Set task —
How many lines in the material below contain the string "mouth"? Case counts, and the reply should be the number alone.

Data excerpts —
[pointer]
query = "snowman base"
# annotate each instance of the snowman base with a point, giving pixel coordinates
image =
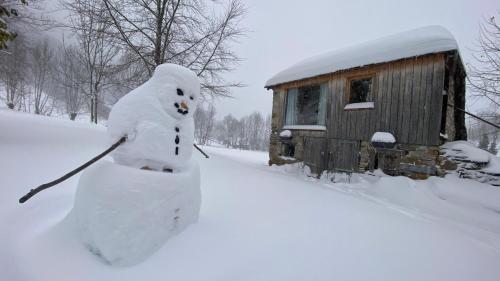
(124, 214)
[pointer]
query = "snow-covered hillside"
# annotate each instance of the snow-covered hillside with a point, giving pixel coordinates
(257, 222)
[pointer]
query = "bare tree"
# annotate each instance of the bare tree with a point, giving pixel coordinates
(42, 59)
(204, 120)
(484, 74)
(97, 51)
(13, 72)
(184, 32)
(68, 80)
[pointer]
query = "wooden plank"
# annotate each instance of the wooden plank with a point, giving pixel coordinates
(407, 100)
(401, 102)
(414, 109)
(380, 101)
(427, 104)
(387, 100)
(436, 100)
(395, 96)
(337, 107)
(421, 101)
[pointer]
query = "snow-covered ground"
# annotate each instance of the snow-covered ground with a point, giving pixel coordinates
(256, 223)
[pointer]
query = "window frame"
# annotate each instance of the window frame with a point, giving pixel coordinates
(369, 98)
(303, 126)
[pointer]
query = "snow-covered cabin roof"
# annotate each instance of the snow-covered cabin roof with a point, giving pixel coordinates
(416, 42)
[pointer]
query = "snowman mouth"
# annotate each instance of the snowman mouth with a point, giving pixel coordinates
(181, 109)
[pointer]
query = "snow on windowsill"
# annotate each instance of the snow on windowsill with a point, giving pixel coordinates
(286, 134)
(383, 137)
(359, 105)
(305, 127)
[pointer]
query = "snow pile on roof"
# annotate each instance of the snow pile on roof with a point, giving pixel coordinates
(416, 42)
(383, 137)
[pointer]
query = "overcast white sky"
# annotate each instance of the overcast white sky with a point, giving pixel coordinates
(283, 32)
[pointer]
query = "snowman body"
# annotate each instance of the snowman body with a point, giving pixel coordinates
(127, 209)
(157, 120)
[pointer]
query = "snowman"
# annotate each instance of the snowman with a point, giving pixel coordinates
(127, 209)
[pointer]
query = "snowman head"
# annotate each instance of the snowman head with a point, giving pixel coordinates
(177, 89)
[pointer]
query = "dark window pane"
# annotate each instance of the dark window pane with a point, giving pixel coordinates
(308, 105)
(360, 90)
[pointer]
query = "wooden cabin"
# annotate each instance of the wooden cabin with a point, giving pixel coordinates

Written answer —
2